(Raw records)
^^^^

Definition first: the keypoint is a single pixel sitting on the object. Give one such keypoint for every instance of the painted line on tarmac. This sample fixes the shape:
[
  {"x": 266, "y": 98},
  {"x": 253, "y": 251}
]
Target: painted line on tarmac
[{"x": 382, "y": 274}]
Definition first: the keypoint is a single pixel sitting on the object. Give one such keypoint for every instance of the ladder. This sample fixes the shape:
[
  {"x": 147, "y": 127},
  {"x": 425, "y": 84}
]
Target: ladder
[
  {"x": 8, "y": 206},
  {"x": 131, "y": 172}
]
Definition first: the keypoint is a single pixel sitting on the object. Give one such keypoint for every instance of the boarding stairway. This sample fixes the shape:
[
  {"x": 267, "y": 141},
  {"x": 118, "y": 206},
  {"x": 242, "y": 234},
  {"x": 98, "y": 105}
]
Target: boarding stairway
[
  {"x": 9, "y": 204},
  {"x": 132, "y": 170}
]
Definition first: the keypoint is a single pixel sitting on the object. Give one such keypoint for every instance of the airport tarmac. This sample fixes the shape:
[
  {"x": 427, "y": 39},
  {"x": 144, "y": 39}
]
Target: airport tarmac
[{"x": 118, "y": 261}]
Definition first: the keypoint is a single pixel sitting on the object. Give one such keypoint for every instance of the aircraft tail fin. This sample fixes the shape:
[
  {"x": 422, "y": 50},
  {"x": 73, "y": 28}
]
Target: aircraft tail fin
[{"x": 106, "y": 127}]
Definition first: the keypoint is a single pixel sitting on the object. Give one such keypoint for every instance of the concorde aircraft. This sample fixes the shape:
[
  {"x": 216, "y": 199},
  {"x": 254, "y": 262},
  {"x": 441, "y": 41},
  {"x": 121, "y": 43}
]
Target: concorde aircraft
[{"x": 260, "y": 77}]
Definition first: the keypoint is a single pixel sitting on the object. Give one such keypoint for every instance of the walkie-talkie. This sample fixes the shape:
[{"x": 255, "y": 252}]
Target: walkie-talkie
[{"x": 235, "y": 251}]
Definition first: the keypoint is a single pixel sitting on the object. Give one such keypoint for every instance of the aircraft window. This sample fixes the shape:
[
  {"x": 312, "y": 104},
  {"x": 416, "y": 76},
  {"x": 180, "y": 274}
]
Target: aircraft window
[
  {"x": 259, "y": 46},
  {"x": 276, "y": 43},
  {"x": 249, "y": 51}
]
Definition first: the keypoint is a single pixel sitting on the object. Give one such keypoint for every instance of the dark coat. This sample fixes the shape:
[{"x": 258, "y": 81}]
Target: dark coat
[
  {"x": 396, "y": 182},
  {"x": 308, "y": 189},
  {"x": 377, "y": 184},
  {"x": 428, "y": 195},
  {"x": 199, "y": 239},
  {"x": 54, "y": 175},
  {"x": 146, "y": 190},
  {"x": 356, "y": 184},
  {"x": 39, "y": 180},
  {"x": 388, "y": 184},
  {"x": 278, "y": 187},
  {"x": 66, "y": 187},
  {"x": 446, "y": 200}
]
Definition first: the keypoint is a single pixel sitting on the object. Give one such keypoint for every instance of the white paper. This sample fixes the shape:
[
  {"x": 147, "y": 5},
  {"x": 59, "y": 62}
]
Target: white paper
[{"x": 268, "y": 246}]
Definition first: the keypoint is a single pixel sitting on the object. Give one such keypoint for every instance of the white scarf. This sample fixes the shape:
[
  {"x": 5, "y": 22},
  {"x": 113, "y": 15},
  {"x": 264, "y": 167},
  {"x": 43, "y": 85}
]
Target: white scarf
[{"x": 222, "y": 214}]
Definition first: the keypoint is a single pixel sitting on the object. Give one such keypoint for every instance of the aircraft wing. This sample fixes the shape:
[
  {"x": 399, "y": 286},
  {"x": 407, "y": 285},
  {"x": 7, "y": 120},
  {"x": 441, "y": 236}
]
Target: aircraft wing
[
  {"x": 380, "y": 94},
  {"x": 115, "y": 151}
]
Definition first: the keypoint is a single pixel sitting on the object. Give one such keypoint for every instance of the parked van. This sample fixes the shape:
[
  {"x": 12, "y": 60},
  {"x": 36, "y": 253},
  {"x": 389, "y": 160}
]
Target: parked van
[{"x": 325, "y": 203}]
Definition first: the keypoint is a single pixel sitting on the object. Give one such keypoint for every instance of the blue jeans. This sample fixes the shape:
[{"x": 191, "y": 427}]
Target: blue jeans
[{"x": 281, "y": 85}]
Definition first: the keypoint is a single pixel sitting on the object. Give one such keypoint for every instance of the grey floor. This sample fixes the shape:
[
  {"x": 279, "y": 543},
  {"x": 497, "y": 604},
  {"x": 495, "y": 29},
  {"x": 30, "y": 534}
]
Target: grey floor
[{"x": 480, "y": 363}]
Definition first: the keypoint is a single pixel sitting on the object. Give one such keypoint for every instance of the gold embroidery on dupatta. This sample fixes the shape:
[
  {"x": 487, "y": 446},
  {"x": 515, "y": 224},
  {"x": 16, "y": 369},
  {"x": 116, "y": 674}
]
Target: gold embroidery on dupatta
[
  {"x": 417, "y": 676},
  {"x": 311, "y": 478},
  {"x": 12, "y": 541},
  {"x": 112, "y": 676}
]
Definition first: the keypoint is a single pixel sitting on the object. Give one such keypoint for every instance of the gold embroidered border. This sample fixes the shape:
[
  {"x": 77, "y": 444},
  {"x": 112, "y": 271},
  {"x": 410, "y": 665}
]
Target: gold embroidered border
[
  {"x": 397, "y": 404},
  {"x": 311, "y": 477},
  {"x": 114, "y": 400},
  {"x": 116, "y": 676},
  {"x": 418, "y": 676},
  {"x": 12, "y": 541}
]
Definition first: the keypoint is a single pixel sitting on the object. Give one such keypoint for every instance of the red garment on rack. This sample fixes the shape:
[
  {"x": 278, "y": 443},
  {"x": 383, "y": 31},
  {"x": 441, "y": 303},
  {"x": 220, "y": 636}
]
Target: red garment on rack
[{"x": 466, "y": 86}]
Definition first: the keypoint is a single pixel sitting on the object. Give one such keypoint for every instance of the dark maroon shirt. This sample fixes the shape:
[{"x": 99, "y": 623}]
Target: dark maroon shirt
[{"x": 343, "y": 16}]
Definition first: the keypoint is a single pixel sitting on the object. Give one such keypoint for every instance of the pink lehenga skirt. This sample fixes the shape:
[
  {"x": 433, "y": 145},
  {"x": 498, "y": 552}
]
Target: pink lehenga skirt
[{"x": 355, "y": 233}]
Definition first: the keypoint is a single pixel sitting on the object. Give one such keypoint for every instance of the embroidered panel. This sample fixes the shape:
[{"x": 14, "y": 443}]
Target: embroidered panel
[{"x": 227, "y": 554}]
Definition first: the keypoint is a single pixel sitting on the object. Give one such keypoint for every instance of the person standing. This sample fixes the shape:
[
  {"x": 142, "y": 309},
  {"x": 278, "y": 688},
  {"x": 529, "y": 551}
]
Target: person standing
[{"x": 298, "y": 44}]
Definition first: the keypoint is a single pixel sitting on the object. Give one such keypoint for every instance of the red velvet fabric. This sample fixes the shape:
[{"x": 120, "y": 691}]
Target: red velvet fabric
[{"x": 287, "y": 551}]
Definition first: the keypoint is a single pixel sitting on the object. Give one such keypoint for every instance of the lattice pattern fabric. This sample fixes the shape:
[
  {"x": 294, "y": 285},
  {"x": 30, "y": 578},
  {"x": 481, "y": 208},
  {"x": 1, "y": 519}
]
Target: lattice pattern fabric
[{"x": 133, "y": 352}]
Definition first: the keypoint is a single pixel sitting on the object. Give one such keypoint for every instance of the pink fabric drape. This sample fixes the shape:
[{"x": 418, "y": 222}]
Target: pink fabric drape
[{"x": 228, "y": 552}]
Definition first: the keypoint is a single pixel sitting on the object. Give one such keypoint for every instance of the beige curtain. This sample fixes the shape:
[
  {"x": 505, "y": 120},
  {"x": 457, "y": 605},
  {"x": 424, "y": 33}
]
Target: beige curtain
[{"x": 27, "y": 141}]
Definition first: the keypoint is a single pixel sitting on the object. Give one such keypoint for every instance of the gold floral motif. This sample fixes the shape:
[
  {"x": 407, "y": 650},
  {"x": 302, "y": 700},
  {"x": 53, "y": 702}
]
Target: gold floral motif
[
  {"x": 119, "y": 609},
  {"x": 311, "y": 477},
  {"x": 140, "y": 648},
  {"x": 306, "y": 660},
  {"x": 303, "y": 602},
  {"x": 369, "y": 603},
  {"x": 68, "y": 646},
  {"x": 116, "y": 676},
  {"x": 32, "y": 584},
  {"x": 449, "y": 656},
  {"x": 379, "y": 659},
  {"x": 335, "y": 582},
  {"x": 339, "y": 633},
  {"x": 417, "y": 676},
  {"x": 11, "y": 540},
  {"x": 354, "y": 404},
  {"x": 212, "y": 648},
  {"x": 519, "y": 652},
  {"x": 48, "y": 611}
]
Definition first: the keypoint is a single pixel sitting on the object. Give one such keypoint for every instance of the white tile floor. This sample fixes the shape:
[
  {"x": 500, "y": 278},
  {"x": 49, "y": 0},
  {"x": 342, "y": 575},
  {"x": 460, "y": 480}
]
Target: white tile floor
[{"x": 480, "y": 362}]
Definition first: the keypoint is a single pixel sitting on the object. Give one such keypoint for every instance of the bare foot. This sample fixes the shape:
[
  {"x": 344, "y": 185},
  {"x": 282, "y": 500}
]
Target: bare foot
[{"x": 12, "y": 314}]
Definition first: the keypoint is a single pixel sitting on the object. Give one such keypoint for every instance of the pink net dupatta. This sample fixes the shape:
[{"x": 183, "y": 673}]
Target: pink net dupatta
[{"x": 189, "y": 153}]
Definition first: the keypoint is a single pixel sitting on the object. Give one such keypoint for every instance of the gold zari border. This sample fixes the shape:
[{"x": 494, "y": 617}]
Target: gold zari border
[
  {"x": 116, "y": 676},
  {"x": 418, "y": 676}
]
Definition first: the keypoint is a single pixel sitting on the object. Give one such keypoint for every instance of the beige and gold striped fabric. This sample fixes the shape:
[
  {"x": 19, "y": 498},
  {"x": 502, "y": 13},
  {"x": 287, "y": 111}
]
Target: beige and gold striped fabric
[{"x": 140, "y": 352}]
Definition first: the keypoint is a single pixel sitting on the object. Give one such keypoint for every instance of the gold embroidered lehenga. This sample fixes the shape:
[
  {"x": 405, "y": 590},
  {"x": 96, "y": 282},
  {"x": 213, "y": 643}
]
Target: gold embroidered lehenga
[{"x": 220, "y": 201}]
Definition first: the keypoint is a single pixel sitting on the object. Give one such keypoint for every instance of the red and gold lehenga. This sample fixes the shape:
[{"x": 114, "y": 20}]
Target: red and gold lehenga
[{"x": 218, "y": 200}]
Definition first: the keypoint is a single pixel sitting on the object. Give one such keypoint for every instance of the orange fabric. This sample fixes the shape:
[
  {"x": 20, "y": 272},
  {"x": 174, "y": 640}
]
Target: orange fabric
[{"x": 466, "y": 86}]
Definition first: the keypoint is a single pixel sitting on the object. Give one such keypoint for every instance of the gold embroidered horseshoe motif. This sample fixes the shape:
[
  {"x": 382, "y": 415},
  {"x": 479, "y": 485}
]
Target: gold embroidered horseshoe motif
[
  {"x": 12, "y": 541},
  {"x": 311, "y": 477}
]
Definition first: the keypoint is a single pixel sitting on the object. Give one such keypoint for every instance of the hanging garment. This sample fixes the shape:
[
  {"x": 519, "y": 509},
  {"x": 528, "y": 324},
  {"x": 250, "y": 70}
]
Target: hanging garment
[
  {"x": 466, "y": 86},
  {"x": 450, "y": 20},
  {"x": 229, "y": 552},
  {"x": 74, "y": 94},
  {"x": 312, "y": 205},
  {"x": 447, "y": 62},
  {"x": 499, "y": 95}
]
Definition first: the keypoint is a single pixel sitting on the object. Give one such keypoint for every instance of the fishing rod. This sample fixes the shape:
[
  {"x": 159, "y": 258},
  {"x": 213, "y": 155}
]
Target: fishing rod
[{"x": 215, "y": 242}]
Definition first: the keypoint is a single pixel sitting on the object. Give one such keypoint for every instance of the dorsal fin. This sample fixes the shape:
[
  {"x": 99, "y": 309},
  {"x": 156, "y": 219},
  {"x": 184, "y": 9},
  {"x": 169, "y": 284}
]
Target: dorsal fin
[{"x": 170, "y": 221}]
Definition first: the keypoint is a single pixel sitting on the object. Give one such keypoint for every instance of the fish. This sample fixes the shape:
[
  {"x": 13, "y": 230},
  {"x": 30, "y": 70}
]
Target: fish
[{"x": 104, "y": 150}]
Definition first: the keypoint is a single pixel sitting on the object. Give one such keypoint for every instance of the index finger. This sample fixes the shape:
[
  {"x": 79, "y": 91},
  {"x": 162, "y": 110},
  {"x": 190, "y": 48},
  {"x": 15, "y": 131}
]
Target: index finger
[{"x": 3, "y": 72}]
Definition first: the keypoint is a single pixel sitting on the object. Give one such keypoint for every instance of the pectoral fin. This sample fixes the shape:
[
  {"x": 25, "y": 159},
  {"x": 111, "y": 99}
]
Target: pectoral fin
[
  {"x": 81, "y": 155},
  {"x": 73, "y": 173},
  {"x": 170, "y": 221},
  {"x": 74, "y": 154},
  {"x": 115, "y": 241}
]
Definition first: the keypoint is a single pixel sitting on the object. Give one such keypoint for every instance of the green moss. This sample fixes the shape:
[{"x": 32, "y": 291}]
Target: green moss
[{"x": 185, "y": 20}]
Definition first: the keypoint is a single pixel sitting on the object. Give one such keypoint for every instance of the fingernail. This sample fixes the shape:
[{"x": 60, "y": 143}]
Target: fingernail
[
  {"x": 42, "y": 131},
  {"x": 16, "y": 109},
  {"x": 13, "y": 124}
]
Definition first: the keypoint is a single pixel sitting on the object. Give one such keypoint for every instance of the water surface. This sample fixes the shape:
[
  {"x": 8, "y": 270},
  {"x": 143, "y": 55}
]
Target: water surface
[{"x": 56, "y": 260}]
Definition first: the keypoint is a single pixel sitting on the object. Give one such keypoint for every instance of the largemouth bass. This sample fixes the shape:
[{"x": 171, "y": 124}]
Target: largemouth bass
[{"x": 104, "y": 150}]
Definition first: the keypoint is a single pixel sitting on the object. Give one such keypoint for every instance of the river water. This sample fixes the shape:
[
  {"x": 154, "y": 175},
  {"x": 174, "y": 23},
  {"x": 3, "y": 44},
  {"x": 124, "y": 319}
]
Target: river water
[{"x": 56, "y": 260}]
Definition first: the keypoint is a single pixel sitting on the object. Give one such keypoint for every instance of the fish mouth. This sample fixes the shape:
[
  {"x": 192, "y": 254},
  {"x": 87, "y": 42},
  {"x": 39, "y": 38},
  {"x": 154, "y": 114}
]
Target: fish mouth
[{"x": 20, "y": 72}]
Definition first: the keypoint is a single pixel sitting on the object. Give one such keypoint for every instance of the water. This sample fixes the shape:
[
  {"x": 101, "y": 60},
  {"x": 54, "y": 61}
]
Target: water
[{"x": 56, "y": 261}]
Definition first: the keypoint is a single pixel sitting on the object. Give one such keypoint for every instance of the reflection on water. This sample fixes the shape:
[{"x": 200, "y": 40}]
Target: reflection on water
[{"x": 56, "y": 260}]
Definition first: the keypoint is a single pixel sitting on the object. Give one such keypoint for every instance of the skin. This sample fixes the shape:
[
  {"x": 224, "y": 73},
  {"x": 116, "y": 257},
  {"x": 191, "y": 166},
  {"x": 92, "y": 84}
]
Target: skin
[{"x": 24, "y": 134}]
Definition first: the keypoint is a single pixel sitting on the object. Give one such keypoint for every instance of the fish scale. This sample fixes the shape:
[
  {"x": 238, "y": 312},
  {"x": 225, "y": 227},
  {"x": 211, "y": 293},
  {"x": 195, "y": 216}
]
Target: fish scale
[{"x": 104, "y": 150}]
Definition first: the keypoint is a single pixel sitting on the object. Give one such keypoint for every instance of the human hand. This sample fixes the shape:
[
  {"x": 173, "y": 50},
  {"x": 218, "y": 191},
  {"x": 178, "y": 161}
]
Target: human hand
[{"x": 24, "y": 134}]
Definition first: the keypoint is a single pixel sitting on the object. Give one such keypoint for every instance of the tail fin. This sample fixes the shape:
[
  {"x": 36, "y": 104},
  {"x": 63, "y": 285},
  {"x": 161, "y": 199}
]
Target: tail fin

^^^^

● What you are asked to do: Quote, without any alteration, the lines of the items above that run from the line containing "the fish scale." through the line containing "Target: fish scale", including both of those lines.

● Solution to this problem:
Definition first: the keypoint is a single pixel sitting on the object. Give one such keypoint for every instance of the fish scale. This sample fixes the shape:
[
  {"x": 238, "y": 312},
  {"x": 225, "y": 227},
  {"x": 211, "y": 293},
  {"x": 195, "y": 216}
]
Target: fish scale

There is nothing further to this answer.